Professor Weber says the discovery of this ‘shameless but clever act of self-promotion’ is significant because the biography played a crucial role in helping Hitler to build his profile among the more conservative elements of German society in anticipation of an imminent national revolution.

It is, he says, for this reason that von Koerber was handpicked for the role and introduced to Hitler by General Ludendorff.

“Von Koerber was a blue-eyed and blond East-German aristocrat, military hero and writer. This made him the perfect candidate to present a biography of Hitler as it implied that the Nazi leader was already in receipt of widespread support among traditional conservatives,” Professor Weber adds.

“This was essential as although Hitler and the Nazi party were building a profile in their base around Munich, it did not extend much beyond Bavaria. Indeed, his initial refusal to be photographed meant he was little known outside the province.”
________________
_WORK REQUEST A_. Output the stretch of the passage on the Hitler biography from "Professor Weber says" through "by General Ludendorff.", copied word for word.
_WORK REQUEST B_. Pick up the passage about the Hitler biography after its final sentence and continue writing it.

_AVAILABLE DATA_.
________________
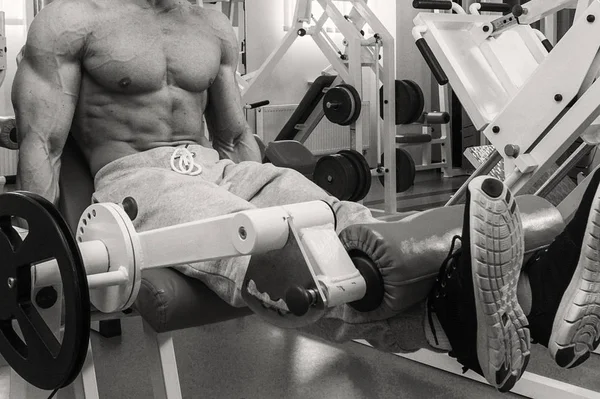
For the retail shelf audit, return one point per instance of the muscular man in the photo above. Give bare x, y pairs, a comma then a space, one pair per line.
133, 80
________________
_ANSWER SPACE A_.
Professor Weber says the discovery of this ‘shameless but clever act of self-promotion’ is significant because the biography played a crucial role in helping Hitler to build his profile among the more conservative elements of German society in anticipation of an imminent national revolution.

It is, he says, for this reason that von Koerber was handpicked for the role and introduced to Hitler by General Ludendorff.

_ANSWER SPACE B_.
“Hitler knew he depended on the support of traditional conservatives but that at this stage he didn’t have the credibility to say ‘only I can be leader’. Instead he wanted to be piggy backed to power and began, through manipulative means, to create an expectation of a new kind of leadership that could not be filled by any of the established political elite but only by a new leader coming from below.”

Professor Weber made the discovery while carrying out research for his latest book about how Hitler became a Nazi.

“While completing my book, I stumbled across a reference to von Koerber’s private papers at the University of the Witwatersrand in Johannesburg. Once I had flown to South Africa, it quickly became apparent that surprisingly they had not previously been investigated in this context. Going through his papers, I soon realized that von Koerber, who later broke with the Nazis, had merely been a front for the profile and not its real author.

“I found a signed testimony given under oath by the wife of the book’s publisher stating that Victor von Koerber had not written the book and that Hitler had asked General Ludendorff if he could find a conservative writer without any connection to the Nazi party to put his name to it.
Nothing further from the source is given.